THE PROBLEM ▸
Reproduce, word for word, the portion of the FIFA awards excerpt that runs from "The eleven players" to "20 August 2023.".

EXCERPT PROVIDED ▸

====

Sarina Wiegman won the award with 28 scoring points.

| Rank | Coach | Team(s) managed | Points |
The finalists
| 1 | NED Sarina Wiegman | England | 28 |
| 2 | ENG Emma Hayes | Chelsea | 18 |
| 3 | ESP Jonatan Giráldez | Barcelona | 14 |
Other candidates
| 4 | SWE Peter Gerhardsson | Sweden | 7 |
| 5 | SWE Tony Gustavsson | Australia | 5 |

===FIFA Puskás Award===

The eleven players initially shortlisted for the award were announced on 22 September 2023. The three finalists were revealed on 14 December 2023. All goals up for consideration were scored from 19 December 2022 to 20 August 2023.

Guilherme Madruga won the award with 22 scoring points.

| Rank | Player | Match | Competition | Date | Points |
The finalists
| 1 | BRA Guilherme Madruga | Novorizontino – Botafogo-SP | 2023 Campeonato Brasileiro Série B | 27 June 2023 | 22 |
| 2 | POR Nuno Santos | Sporting CP – Boavista | 2022–23 Primeira Liga | 12 March 2023 | 18 |
| 3 | PAR Julio Enciso | Brighton & Hove Albion – Manchester City | 2022–23 Premier League | 24 May 2023 | 17 |
Other candidates
| Unranked | Argentina Álvaro Barreal | FC Cincinnati – Pittsburgh Riverhounds | 2023 U.S. Open Cup | 6 June 2023 | N/A |
| COL Linda Caicedo | Colombia – Germany | 2023 FIFA Women's World Cup | 30 July 2023 |
| KOR Kang Seong-jin | Jordan U-20 – South Korea U-20 | 2023 AFC U-20 Asian Cup | 5 March 2023 |
| AUS Sam Kerr | Australia – England | 2023 FIFA Women's World Cup | 16 August 2023 |
| URU Brian Lozano | Atlas – América | 2022–23 Liga MX Clausura | 26 February 2023 |
| ESP Iván Morante | Ibiza – Burgos | 2022–23 Segunda División | 25 March 2023 |
| KAZ Askhat Tagybergen | Kazakhstan – Denmark | UEFA Euro 2024 qualifying | 26 March 2023 |
| BRA Bia Zaneratto | Brazil – Panama | 2023 FIFA Women's World Cup | 24 July 2023 |

===FIFA Fan Award===

The award celebrated the best fan moments or gestures of August 2022 to August 2023, regardless of championship, gender or nationality. The shortlist was compiled by a panel of FIFA experts.

Colón de Santa Fe fan Hugo Daniel "Toto" Iniguez won the award with 264,591 registered votes.

====

(Entries drawn from a collection)
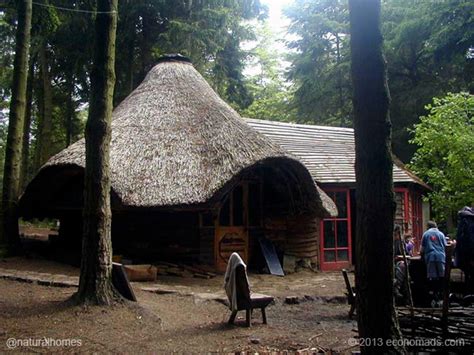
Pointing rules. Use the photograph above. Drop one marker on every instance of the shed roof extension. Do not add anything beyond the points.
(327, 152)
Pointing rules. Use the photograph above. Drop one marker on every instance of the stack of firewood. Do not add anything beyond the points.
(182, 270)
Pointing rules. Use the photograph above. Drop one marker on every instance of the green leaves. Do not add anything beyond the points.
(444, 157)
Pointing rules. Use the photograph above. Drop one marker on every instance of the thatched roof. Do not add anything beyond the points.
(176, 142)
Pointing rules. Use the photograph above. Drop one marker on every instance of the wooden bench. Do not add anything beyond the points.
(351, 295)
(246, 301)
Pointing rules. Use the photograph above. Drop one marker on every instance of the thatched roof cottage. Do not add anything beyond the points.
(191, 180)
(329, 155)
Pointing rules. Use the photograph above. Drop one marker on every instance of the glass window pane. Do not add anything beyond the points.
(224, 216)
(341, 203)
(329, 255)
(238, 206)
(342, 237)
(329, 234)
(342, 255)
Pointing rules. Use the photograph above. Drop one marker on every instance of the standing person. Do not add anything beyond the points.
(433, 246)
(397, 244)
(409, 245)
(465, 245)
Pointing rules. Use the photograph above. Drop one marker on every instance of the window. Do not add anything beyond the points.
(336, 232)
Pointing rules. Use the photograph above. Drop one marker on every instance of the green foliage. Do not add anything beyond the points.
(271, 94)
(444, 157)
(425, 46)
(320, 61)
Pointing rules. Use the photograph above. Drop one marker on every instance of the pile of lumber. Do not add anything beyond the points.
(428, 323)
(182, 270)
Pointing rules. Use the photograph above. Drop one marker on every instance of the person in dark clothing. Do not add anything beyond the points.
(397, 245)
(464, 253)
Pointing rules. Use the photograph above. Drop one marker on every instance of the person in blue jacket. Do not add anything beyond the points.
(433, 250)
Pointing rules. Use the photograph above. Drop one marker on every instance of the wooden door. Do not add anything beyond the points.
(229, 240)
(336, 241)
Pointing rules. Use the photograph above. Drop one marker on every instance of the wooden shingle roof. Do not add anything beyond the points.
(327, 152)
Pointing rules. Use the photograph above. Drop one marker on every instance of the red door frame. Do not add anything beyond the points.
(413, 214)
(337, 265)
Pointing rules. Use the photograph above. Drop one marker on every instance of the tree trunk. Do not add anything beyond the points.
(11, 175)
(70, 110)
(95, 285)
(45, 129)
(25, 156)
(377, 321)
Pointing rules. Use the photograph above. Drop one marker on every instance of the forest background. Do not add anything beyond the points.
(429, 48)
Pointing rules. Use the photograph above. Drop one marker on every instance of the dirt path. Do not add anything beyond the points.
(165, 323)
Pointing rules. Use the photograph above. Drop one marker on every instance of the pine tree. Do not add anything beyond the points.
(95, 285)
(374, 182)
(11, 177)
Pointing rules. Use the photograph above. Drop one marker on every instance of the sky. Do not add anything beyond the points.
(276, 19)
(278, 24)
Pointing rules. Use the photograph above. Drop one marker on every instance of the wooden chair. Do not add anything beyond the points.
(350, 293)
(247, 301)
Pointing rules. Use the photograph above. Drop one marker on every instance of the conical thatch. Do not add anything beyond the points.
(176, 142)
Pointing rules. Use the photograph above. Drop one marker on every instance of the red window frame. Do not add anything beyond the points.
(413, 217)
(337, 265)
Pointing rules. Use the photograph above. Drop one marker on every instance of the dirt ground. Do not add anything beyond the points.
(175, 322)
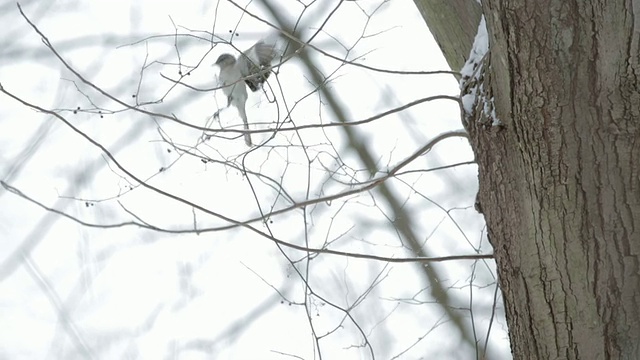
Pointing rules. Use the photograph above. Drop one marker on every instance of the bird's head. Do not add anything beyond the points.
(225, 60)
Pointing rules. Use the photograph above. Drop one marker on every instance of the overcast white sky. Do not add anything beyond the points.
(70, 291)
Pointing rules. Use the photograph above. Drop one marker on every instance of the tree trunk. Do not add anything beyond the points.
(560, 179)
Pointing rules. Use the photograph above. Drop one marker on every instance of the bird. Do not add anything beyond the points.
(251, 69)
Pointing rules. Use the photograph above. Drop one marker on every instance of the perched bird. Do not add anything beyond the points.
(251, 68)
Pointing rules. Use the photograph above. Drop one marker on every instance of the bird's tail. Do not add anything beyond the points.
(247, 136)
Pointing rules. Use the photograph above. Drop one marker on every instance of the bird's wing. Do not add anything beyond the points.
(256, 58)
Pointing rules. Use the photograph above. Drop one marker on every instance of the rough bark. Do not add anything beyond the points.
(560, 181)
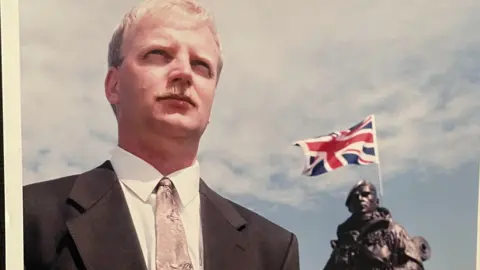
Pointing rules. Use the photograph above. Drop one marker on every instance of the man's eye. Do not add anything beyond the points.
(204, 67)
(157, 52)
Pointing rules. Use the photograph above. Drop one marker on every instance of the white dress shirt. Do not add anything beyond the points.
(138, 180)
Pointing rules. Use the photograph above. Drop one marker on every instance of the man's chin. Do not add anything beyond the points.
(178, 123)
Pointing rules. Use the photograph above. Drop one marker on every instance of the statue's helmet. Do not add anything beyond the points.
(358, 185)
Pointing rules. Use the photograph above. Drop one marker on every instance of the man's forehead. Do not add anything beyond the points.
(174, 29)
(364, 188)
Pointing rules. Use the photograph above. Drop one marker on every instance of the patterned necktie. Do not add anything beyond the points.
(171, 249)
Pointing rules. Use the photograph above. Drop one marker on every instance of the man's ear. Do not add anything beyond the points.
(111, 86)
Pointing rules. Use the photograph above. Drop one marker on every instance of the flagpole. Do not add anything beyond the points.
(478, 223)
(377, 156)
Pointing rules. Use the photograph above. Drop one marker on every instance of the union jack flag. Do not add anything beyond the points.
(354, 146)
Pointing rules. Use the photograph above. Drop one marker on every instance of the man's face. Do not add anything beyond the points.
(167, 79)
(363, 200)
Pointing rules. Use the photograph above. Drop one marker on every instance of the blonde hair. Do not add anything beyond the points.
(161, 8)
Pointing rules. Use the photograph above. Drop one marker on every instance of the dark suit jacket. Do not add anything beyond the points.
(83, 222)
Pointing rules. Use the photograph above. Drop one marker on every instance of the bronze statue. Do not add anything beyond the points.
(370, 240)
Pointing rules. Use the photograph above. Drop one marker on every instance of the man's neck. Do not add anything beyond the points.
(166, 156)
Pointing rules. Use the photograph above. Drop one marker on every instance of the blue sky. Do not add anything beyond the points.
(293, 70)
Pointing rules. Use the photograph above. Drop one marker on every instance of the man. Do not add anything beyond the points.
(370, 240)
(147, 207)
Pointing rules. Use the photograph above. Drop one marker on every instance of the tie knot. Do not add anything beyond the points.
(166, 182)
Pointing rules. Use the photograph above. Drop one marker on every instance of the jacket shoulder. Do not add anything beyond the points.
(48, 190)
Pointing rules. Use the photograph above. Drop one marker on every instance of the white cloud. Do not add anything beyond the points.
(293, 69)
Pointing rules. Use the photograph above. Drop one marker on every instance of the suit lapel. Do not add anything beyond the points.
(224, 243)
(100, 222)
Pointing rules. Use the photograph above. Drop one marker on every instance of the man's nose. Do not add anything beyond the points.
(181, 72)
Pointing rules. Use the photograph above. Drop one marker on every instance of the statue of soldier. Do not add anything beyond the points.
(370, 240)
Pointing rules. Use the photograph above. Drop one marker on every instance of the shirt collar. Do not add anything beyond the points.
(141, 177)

====

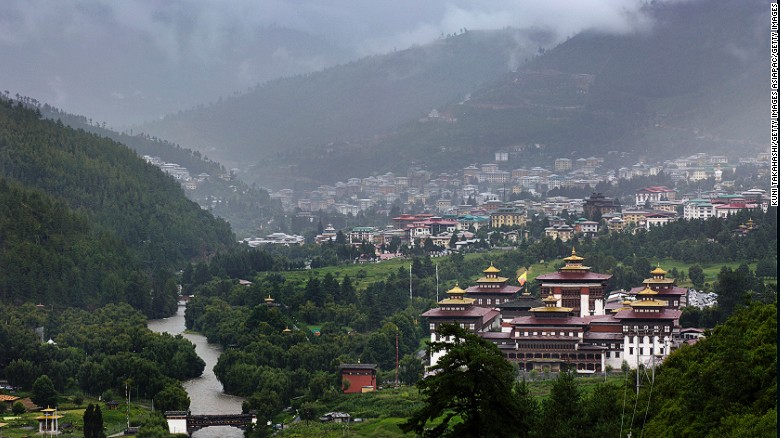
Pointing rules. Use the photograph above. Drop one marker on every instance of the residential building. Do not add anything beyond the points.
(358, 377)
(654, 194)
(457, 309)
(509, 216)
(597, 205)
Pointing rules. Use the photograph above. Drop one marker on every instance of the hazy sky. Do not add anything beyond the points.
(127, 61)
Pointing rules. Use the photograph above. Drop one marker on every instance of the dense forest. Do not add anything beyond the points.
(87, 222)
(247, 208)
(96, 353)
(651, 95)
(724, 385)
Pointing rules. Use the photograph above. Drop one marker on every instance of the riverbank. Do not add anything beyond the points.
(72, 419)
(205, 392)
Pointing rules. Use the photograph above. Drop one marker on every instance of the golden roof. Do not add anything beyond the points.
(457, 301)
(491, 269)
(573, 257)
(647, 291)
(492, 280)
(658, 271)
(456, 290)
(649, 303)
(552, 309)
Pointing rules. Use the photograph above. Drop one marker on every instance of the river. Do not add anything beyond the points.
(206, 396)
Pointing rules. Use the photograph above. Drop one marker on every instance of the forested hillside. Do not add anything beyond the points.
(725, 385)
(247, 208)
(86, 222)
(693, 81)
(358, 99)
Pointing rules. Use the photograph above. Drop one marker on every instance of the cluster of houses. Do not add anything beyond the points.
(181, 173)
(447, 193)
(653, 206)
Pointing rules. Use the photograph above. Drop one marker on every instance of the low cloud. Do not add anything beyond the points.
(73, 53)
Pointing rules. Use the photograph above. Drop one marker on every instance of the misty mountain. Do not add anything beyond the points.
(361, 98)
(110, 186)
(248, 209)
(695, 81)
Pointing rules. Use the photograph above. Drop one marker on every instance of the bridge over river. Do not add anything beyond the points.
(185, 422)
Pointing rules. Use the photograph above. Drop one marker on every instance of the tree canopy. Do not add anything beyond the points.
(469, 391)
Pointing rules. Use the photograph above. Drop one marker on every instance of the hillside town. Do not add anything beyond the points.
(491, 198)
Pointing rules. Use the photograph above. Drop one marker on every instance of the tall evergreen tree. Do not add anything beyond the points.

====

EXERCISE RESPONSE ▸
The eleven players initially shortlisted for the award were announced on 22 September 2023. The three finalists were revealed on 14 December 2023. All goals up for consideration were scored from 19 December 2022 to 20 August 2023.